Task requirements -
In the news story about drug making moving abroad, which company said in 2004 that it would close its factory in East Syracuse, N.Y.?

CDC:http://www.cdc.gov/ncidod/dhqp/ar_mrsa.html
 
© 2009 The Associated Press.

 
Drug Making’s Move Abroad Stirs Concerns
 
By Gardiner Harris
New York Times
Tuesday, January 20, 2009
 
WASHINGTON — In 2004, when Bristol-Myers Squibb said it would close its factory in East Syracuse, N.Y. — the last plant in the United States to manufacture the key ingredients for crucial antibiotics like penicillin — few people worried about the consequences for national security.
 
“The focus at the time was primarily on job losses in Syracuse,” said Rebecca Goldsmith, a company spokeswoman.
 
But now experts and lawmakers are growing more and more concerned that the nation is far too reliant on medicine from abroad, and they are calling for a law that would require that certain drugs be made or stockpiled in the United States.
 
“The lack of regulation around outsourcing is a blind spot that leaves room for supply disruptions, counterfeit medicines, even bioterrorism,” said Senator Sherrod Brown, Democrat of Ohio, who has held hearings on the issue.
 
Decades ago, most pills consumed in the United States were made here. But like other manufacturing operations, drug plants have been moving to Asia because labor, construction, regulatory and environmental costs are lower there.

Listed records -
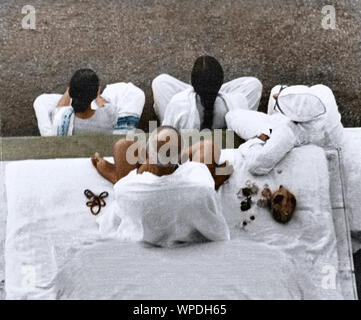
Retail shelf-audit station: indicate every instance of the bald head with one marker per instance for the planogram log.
(165, 146)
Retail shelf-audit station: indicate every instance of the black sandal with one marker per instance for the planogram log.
(95, 202)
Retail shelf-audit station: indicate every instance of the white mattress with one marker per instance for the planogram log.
(51, 235)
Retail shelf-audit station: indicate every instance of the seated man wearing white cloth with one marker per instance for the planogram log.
(168, 202)
(205, 103)
(297, 115)
(82, 109)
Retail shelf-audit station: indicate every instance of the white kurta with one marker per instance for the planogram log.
(125, 98)
(176, 103)
(168, 210)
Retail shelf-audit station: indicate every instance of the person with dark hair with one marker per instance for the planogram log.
(173, 200)
(83, 109)
(204, 103)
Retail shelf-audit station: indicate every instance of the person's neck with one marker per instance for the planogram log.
(156, 169)
(86, 114)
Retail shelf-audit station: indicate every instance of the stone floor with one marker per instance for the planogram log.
(279, 41)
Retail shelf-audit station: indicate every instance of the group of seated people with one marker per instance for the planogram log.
(297, 115)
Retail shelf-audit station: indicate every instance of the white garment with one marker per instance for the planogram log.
(168, 210)
(125, 98)
(176, 103)
(325, 130)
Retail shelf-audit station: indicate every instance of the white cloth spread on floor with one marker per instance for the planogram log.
(168, 210)
(318, 122)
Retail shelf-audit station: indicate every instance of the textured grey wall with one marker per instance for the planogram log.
(279, 41)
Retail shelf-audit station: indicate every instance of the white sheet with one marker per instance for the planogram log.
(44, 231)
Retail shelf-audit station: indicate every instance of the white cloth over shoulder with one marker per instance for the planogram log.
(177, 104)
(166, 211)
(126, 99)
(302, 116)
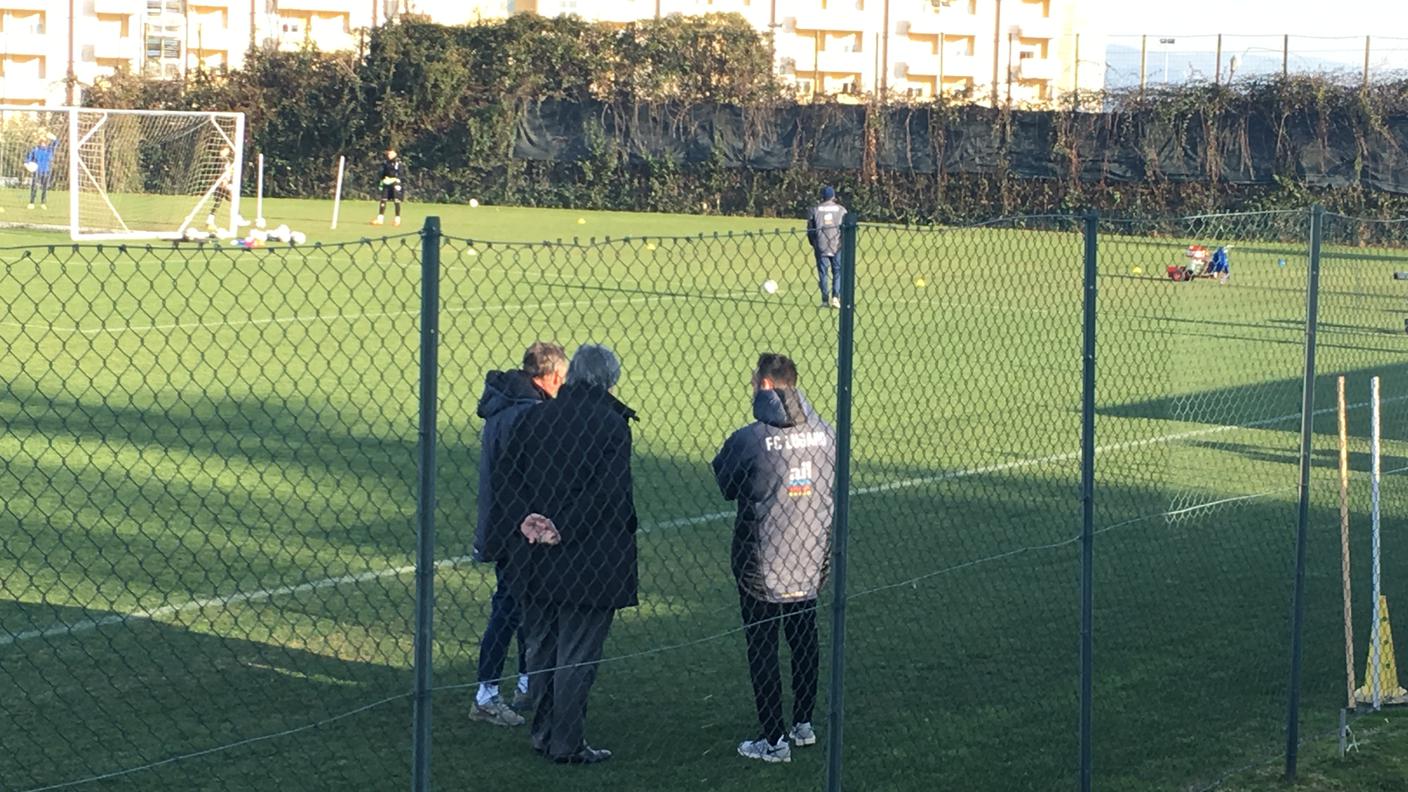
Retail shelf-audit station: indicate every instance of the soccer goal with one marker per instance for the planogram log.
(120, 174)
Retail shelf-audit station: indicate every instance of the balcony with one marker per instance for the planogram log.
(1036, 27)
(26, 89)
(1036, 69)
(300, 6)
(116, 7)
(26, 45)
(841, 62)
(828, 20)
(109, 47)
(951, 21)
(952, 65)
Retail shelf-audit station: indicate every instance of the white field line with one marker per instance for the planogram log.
(330, 317)
(156, 613)
(86, 625)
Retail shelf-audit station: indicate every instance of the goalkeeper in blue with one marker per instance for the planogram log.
(390, 185)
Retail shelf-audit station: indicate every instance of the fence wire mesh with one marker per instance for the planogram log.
(210, 492)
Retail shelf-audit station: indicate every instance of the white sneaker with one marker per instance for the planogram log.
(803, 734)
(496, 713)
(761, 750)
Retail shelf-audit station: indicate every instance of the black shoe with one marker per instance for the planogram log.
(586, 754)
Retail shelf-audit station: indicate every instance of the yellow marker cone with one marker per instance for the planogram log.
(1381, 648)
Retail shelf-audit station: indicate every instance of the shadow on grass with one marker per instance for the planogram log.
(140, 692)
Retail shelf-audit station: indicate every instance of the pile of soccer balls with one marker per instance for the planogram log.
(255, 238)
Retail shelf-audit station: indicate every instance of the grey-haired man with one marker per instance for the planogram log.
(573, 557)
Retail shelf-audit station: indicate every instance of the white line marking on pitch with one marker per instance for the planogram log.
(86, 625)
(220, 324)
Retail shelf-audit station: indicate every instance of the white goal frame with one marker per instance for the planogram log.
(82, 174)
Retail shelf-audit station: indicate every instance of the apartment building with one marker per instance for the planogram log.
(40, 42)
(1020, 52)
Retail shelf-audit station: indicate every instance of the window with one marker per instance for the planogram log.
(162, 47)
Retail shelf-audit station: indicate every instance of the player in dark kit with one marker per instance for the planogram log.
(220, 192)
(390, 188)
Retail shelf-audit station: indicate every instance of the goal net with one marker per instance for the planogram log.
(120, 174)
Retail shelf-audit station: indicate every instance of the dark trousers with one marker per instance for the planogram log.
(799, 623)
(563, 650)
(504, 623)
(40, 185)
(834, 262)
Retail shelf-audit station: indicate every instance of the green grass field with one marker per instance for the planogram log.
(210, 498)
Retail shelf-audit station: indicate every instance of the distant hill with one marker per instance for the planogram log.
(1122, 65)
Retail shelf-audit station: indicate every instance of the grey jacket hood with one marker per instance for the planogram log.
(783, 407)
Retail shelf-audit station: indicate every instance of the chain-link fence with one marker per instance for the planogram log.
(244, 492)
(1152, 61)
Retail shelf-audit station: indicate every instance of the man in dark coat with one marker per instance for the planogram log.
(824, 234)
(780, 469)
(507, 395)
(573, 557)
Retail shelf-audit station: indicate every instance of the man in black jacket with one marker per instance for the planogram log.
(573, 558)
(780, 469)
(507, 395)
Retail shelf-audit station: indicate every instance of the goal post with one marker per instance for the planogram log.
(123, 174)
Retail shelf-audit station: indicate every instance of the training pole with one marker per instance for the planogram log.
(1376, 643)
(259, 220)
(337, 193)
(1343, 541)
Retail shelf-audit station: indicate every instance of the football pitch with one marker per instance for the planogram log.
(209, 522)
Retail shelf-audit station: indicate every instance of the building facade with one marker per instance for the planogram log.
(1020, 52)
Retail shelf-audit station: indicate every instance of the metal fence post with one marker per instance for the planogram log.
(1293, 722)
(1087, 500)
(425, 506)
(845, 368)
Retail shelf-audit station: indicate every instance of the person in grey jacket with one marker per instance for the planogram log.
(507, 395)
(779, 469)
(824, 234)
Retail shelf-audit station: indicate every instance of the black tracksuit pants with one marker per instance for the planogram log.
(799, 625)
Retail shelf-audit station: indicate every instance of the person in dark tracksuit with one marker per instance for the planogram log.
(507, 395)
(780, 469)
(566, 475)
(824, 234)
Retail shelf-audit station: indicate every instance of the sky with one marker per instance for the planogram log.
(1296, 17)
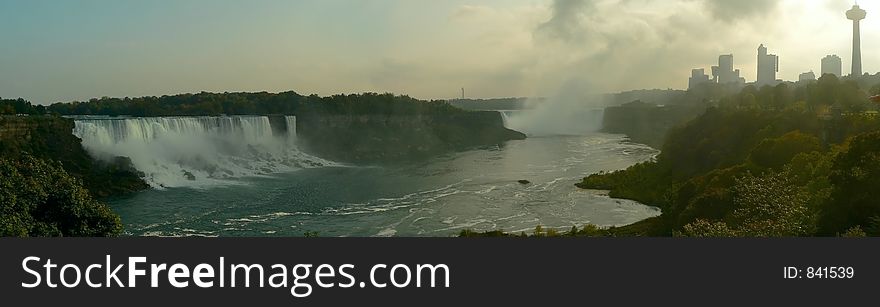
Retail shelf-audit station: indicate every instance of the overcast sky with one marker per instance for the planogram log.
(74, 50)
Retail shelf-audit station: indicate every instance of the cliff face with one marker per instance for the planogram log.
(50, 138)
(647, 123)
(388, 138)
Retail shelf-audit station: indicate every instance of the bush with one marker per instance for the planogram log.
(40, 199)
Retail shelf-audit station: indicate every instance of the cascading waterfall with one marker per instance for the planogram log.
(196, 151)
(291, 127)
(505, 118)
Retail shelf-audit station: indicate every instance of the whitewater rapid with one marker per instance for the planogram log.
(197, 151)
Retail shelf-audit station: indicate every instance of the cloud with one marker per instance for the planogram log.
(567, 20)
(731, 11)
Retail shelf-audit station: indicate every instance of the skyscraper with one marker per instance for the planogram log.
(698, 76)
(768, 65)
(724, 72)
(831, 64)
(807, 77)
(856, 14)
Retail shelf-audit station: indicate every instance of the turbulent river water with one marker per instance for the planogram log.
(231, 176)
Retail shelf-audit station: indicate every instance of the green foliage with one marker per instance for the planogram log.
(50, 138)
(20, 106)
(41, 199)
(774, 161)
(856, 178)
(776, 152)
(854, 232)
(771, 205)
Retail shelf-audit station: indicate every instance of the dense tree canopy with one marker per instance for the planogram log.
(39, 198)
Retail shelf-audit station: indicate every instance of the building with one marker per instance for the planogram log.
(807, 77)
(698, 76)
(831, 64)
(724, 72)
(768, 65)
(856, 14)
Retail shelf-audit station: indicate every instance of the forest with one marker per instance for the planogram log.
(775, 161)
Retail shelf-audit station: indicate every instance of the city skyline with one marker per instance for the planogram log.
(426, 49)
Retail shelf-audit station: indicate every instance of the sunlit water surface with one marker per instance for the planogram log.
(475, 190)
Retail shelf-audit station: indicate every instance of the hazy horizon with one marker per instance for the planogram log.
(426, 49)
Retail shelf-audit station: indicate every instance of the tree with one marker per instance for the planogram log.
(40, 199)
(856, 178)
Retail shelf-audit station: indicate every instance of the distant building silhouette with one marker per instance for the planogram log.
(724, 72)
(831, 64)
(698, 76)
(768, 65)
(856, 14)
(807, 77)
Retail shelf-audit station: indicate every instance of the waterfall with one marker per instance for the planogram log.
(195, 151)
(504, 118)
(291, 128)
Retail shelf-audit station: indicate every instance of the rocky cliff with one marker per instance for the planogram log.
(50, 138)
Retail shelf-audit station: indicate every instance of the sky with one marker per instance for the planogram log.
(54, 51)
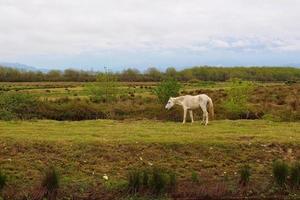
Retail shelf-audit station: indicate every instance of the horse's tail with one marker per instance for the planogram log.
(211, 108)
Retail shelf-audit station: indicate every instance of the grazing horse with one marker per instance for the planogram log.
(190, 103)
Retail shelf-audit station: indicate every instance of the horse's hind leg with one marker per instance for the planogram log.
(184, 115)
(205, 114)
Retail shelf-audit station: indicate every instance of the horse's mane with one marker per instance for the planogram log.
(180, 98)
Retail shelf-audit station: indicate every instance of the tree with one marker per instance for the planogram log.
(166, 89)
(237, 101)
(106, 87)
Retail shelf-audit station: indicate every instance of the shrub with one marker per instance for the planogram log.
(156, 181)
(280, 172)
(159, 181)
(195, 177)
(236, 104)
(295, 174)
(3, 180)
(167, 89)
(134, 181)
(145, 178)
(172, 181)
(17, 106)
(49, 185)
(105, 89)
(245, 174)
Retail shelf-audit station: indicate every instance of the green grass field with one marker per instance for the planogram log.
(84, 151)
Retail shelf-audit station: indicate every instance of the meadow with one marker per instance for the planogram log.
(87, 140)
(84, 151)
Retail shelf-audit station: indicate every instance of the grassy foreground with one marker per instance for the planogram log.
(84, 151)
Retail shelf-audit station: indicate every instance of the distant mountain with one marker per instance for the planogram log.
(21, 66)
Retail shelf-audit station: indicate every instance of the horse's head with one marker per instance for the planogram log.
(170, 103)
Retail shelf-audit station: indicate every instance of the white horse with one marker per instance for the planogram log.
(190, 103)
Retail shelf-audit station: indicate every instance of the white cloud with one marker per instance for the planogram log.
(74, 27)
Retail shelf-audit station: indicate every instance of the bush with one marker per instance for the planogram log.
(17, 106)
(105, 89)
(295, 174)
(158, 182)
(3, 180)
(195, 177)
(155, 180)
(167, 89)
(245, 174)
(134, 181)
(236, 104)
(280, 172)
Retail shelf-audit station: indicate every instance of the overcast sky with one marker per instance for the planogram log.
(142, 33)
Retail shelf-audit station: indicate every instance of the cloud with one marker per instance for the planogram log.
(70, 28)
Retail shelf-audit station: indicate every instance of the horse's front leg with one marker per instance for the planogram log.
(184, 115)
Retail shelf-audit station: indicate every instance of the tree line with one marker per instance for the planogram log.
(202, 73)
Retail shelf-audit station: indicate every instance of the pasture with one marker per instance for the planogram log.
(84, 151)
(136, 132)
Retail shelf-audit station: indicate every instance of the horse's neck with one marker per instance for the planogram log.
(179, 100)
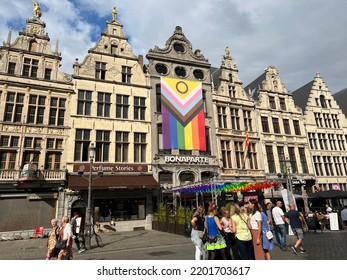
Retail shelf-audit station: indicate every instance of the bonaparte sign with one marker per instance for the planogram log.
(186, 159)
(111, 167)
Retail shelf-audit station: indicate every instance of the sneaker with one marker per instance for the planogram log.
(294, 250)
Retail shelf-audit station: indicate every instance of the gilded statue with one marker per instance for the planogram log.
(114, 13)
(37, 9)
(227, 52)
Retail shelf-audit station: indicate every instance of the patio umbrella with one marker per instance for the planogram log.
(329, 194)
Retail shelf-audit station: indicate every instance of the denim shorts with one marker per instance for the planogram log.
(299, 233)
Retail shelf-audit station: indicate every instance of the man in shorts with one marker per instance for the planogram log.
(296, 221)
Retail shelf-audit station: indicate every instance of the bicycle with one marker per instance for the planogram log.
(93, 233)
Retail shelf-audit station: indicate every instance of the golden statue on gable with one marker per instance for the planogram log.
(37, 9)
(114, 13)
(227, 52)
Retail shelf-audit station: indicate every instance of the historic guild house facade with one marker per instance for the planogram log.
(173, 121)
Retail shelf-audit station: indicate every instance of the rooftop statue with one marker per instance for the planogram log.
(114, 13)
(37, 9)
(227, 52)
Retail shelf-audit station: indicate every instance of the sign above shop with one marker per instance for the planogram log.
(299, 182)
(110, 167)
(186, 159)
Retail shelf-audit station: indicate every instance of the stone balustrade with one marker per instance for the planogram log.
(48, 175)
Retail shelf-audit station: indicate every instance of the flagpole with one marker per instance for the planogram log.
(246, 150)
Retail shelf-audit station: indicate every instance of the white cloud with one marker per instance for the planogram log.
(299, 37)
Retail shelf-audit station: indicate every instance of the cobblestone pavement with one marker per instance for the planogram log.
(155, 245)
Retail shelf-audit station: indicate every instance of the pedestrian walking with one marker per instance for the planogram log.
(280, 225)
(269, 215)
(232, 251)
(268, 244)
(65, 234)
(255, 224)
(295, 221)
(215, 241)
(344, 215)
(242, 233)
(52, 251)
(75, 225)
(198, 228)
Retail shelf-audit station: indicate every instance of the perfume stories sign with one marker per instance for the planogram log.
(110, 167)
(186, 159)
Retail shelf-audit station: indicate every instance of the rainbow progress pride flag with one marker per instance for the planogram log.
(183, 119)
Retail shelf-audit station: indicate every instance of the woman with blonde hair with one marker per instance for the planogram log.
(215, 240)
(52, 251)
(198, 228)
(242, 233)
(65, 233)
(255, 224)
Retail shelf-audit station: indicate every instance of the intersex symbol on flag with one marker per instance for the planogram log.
(246, 141)
(246, 149)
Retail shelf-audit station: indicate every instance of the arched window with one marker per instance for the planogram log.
(158, 97)
(187, 176)
(33, 46)
(322, 101)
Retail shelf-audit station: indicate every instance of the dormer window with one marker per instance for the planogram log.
(178, 47)
(114, 49)
(180, 72)
(199, 74)
(322, 101)
(100, 71)
(11, 68)
(161, 69)
(30, 67)
(48, 73)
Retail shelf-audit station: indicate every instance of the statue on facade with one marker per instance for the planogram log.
(114, 13)
(227, 52)
(37, 9)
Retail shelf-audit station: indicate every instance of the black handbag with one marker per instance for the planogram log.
(61, 244)
(204, 237)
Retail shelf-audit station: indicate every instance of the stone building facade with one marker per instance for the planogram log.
(283, 138)
(111, 109)
(175, 165)
(34, 128)
(326, 127)
(125, 110)
(235, 120)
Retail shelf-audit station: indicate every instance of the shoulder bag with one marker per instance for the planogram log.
(61, 244)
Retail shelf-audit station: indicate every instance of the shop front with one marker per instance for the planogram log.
(124, 200)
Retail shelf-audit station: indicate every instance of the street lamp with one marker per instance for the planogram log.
(289, 183)
(88, 226)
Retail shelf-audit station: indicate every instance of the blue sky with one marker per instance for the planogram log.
(299, 37)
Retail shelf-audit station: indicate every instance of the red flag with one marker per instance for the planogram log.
(246, 141)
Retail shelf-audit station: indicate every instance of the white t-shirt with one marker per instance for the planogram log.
(277, 214)
(67, 231)
(254, 219)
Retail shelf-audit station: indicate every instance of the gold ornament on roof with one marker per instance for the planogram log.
(37, 9)
(227, 51)
(114, 13)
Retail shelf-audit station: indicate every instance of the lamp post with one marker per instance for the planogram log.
(289, 184)
(88, 226)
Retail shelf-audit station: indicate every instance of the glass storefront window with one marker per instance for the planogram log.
(119, 209)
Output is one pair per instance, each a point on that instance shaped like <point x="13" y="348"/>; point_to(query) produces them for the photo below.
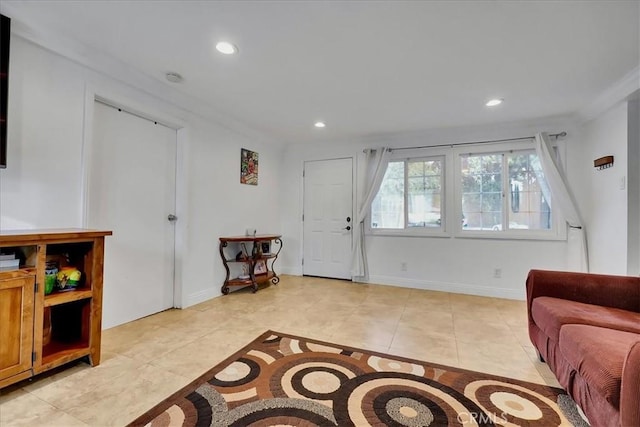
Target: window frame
<point x="451" y="220"/>
<point x="445" y="198"/>
<point x="558" y="227"/>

Response below -
Bristol-Myers Squibb